Task:
Below is a block of records; please copy all of them exactly.

Point-per-instance localization data
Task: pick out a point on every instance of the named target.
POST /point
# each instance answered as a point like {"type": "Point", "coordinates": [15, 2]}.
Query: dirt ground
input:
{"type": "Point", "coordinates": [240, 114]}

Answer space:
Task: pick out a point on every instance of the named target.
POST /point
# each instance answered as a point like {"type": "Point", "coordinates": [15, 2]}.
Query: dirt ground
input:
{"type": "Point", "coordinates": [240, 114]}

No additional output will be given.